(Work order 1): According to the article on youth suicide, where does Dr. Zachary Adams work?
(Work order 2): Please write a continuation of the article on youth suicide, picking up after its final paragraph.

(Text provided):
★ ★ ★ ★

Who’s Responsible? A Youth Epidemic

In Gidion’s Knot, we get a look at a meeting we very rarely witness – a parent and teacher discussing the death of a student. The mother in this play meets with the teacher of her son, Gidion, who are both trying to process his recent suicide. Unfortunately, this is a problem not unfamiliar to our society.

In the United States , suicide is the third major leading cause of death among people ages 10-24,  and the Centers for Disease Control and Prevention (CDC) even labels suicide among youth as “a serious public health problem.”

Child psychologist Dr. Zachary Adams, who works at Riley’s Hospital for Children in Indianapolis, responded to the attempted suicides of two youth back in December 2016.

“It’s certainly not unusual to encounter young kids who have either attempted suicide or committed suicide,” Dr. Adams adds. “Odds are, if you’re somebody who has a teenager in your life, maybe you work with teenagers, odds are you’ve come into contact with somebody in the past year who’s really thought seriously about taking his or her own life.”

The Indiana Youth Institute did a study back in 2015 that found Indiana youth have a higher rate of suicide than any other state.

“Odds are, if you’re somebody who has a teenager in your life, maybe you work with teenagers, odds are you’ve come into contact with somebody in the past year who’s really thought seriously about taking his or her own life,” Dr. Adams explains.

★ ★ ★ ★

(Information shown):
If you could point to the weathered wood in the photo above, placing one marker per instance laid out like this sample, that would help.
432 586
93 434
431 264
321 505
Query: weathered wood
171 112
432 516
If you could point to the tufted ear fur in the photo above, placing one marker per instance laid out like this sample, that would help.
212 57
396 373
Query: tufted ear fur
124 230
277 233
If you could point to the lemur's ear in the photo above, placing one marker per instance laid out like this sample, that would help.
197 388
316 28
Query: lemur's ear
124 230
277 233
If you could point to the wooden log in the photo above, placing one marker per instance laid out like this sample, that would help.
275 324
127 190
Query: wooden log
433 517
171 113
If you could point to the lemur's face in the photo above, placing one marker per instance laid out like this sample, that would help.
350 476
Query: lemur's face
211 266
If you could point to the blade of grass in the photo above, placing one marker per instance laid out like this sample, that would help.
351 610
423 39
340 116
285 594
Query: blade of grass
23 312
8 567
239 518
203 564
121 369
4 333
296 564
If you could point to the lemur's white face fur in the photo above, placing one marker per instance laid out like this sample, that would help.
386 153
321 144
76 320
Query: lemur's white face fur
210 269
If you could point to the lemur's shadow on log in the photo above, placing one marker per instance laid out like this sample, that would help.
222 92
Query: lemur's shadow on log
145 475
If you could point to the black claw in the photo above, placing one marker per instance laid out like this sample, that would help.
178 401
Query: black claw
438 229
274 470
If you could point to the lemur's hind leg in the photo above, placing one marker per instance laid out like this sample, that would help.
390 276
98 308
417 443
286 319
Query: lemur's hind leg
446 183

★ ★ ★ ★

(Exercise answer 1): Riley's Hospital for Children in Indianapolis.

(Exercise answer 2):
Brandy Vela is another recent case of teen suicide. At 18-years-old, she took her own life by shooting herself in the chest in front of her family. She was bullied by several classmates at Texas City High School and targeted by these students online as well.

But what can we do to prevent situations like this? The school took responsibility and stated that they will no longer tolerate online harassment. However, after Brandy Vela’s vigil, students still bullied and harassed her through a social media vigil page set up by her family:

“After a few minutes, either four people or the same person posting four times said some things harassing Brandy about being a big fat cow, writing ‘you finally did it’ with a picture of a gun, writing ‘you’re a coward,’ ‘you should have done this a long time ago,’ some really horrific things, “ her father, Raul Vela said. “They’re still harassing her, but she’s no longer with us, so it’s more like they’re harassing me and my family.”

Whose responsibility is it to step in and who’s responsible for these teens’ deaths? The students who bullied them, their parents, or the school?  While we might not have an answer, we can help the victims of this harassment and attempt to prevent the deaths of innocent youth like Brandy Vela.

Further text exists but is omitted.